Problem statement. Can you render the entries from the line containing "If you could place a marker on the beaded" through the end of the entries, inclusive, as a numbered list with blank lines dropped and the pictures left out?
### Records shown ###
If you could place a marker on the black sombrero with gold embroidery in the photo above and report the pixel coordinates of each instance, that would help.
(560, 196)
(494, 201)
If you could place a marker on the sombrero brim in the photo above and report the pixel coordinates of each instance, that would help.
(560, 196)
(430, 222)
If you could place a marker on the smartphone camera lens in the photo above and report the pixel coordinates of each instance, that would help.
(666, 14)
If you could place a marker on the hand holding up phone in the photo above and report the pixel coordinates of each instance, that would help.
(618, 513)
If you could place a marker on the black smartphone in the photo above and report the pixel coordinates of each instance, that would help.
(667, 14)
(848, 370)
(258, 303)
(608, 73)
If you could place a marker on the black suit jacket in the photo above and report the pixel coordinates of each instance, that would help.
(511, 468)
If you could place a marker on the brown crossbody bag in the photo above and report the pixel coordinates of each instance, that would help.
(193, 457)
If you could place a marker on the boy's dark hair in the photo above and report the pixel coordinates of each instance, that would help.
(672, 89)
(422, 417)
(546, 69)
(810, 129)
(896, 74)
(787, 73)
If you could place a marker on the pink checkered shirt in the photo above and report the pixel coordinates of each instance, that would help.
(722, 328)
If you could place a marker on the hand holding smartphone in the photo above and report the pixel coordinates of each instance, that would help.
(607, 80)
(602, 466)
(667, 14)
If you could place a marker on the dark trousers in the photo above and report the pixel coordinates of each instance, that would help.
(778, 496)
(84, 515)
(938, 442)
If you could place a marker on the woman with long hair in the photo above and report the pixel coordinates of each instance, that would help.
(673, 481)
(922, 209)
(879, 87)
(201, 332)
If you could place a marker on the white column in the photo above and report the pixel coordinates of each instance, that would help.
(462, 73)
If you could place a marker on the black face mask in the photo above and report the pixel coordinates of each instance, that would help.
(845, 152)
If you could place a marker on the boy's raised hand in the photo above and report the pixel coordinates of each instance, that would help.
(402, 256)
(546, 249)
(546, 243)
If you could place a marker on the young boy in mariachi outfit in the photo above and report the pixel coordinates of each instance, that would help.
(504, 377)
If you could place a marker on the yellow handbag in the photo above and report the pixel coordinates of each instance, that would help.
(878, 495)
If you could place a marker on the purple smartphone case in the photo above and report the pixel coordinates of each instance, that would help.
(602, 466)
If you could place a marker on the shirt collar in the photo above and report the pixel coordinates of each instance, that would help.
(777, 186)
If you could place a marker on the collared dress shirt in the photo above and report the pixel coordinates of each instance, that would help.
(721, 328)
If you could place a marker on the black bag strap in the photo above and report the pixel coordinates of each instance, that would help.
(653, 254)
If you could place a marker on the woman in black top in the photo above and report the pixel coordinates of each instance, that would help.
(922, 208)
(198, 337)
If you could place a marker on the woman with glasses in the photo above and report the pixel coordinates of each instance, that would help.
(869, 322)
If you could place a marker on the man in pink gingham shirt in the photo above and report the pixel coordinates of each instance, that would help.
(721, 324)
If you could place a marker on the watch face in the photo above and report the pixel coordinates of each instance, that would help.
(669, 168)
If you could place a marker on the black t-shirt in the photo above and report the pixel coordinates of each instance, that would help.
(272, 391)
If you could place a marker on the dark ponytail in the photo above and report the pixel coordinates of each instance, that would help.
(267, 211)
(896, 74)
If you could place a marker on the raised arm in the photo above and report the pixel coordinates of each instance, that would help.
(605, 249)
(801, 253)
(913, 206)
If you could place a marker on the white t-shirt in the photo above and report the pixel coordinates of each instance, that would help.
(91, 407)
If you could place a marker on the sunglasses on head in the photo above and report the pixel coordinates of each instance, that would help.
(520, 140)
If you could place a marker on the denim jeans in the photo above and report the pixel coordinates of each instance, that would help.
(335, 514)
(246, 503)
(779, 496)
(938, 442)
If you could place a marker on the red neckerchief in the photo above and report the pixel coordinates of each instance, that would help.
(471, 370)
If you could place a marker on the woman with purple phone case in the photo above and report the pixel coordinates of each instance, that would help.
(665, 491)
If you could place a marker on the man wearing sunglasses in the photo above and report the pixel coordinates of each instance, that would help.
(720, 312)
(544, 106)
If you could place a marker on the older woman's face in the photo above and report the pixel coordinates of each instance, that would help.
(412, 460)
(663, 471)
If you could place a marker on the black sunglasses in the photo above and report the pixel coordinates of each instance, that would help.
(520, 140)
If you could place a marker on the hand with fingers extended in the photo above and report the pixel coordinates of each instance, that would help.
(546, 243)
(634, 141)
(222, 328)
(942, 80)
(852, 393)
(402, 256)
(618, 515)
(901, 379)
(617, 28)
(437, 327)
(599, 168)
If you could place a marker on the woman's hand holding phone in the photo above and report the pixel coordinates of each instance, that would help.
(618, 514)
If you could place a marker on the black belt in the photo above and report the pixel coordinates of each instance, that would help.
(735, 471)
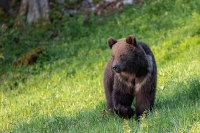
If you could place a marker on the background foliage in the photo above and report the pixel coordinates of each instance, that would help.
(63, 91)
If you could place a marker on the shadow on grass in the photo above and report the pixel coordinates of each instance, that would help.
(184, 93)
(87, 121)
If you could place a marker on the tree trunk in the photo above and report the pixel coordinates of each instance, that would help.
(38, 12)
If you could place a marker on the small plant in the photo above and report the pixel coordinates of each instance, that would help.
(126, 127)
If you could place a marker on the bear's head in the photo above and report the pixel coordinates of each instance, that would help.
(125, 53)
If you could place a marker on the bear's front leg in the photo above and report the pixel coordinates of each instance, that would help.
(122, 104)
(144, 101)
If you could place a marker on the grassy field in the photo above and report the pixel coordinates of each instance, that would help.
(63, 91)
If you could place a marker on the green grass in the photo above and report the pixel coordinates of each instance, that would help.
(63, 91)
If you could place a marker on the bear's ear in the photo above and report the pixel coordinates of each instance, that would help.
(131, 40)
(111, 42)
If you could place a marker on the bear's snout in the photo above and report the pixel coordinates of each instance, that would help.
(116, 68)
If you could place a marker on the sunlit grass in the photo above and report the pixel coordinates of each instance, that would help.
(63, 91)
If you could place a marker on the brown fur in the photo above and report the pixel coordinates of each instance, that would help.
(131, 72)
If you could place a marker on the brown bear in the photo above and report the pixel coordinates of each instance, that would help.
(131, 72)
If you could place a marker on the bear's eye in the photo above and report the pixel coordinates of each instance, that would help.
(113, 56)
(122, 56)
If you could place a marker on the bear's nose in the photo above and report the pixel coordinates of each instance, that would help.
(116, 68)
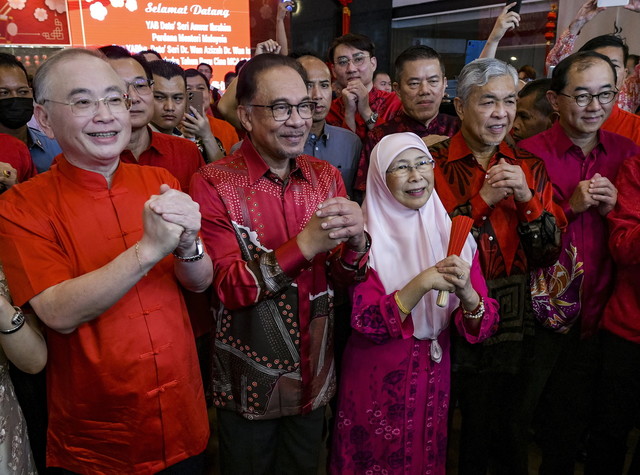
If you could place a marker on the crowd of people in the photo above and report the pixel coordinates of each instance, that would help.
(330, 259)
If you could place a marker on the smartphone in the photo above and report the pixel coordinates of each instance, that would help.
(291, 8)
(612, 3)
(197, 101)
(516, 7)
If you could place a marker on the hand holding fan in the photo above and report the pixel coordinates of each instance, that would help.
(460, 227)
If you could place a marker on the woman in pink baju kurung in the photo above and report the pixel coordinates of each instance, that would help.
(393, 397)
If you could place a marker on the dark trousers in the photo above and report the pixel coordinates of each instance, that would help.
(563, 375)
(191, 466)
(288, 445)
(490, 432)
(618, 405)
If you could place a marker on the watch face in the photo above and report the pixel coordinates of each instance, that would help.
(18, 317)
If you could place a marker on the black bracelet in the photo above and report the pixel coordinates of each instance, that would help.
(17, 321)
(199, 253)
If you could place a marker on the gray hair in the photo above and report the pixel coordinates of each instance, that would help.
(480, 72)
(44, 74)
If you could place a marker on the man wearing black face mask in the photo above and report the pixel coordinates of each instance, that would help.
(16, 109)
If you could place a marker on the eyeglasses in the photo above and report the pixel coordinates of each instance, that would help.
(405, 170)
(89, 107)
(583, 100)
(141, 86)
(357, 60)
(282, 112)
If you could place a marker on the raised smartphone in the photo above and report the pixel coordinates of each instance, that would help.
(516, 7)
(196, 100)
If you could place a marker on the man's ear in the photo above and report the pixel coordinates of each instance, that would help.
(245, 118)
(552, 97)
(44, 119)
(457, 103)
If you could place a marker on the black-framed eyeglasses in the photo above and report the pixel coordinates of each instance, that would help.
(282, 112)
(141, 86)
(583, 100)
(421, 167)
(89, 107)
(357, 60)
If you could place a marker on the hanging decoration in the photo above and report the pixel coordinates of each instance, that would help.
(550, 27)
(346, 16)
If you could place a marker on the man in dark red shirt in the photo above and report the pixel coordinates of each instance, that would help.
(508, 194)
(15, 165)
(360, 107)
(180, 156)
(282, 235)
(89, 246)
(420, 84)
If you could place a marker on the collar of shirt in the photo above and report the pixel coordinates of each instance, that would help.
(458, 149)
(33, 139)
(257, 167)
(313, 138)
(88, 179)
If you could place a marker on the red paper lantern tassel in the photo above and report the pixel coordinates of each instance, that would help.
(346, 20)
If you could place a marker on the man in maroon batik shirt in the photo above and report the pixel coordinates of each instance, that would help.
(281, 233)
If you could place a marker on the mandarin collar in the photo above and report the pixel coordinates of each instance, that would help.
(257, 167)
(90, 180)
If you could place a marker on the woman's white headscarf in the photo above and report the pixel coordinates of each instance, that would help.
(404, 242)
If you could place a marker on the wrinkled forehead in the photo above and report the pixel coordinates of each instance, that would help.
(280, 83)
(83, 73)
(594, 71)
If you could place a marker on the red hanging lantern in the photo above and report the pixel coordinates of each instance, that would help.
(346, 16)
(550, 28)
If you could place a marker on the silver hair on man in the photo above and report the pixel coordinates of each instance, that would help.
(480, 72)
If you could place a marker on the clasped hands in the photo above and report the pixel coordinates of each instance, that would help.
(171, 221)
(335, 221)
(503, 180)
(598, 191)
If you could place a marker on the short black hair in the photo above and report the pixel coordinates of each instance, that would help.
(167, 69)
(247, 78)
(192, 73)
(240, 64)
(415, 53)
(150, 51)
(299, 53)
(355, 40)
(230, 75)
(581, 59)
(10, 61)
(529, 71)
(538, 88)
(604, 41)
(120, 52)
(207, 65)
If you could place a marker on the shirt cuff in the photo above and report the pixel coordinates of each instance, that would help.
(290, 258)
(568, 212)
(356, 259)
(529, 210)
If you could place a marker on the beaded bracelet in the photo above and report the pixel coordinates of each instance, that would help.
(401, 307)
(476, 313)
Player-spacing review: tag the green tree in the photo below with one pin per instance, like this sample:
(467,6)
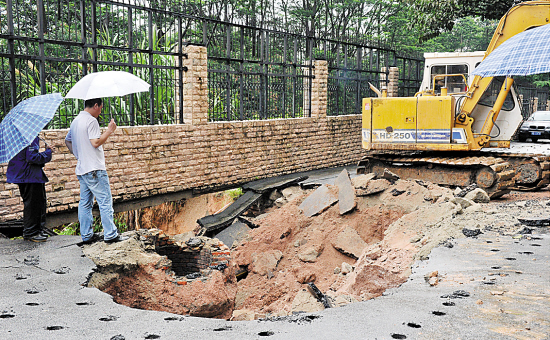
###
The answer.
1. If you could place a marker on the beaded bracelet in the photo above and report the pixel coordinates of each instance, that would help.
2. (401, 307)
3. (476, 313)
4. Player-spacing review: tag the green tree in the photo below with one pin per instance, like this sample:
5. (467,6)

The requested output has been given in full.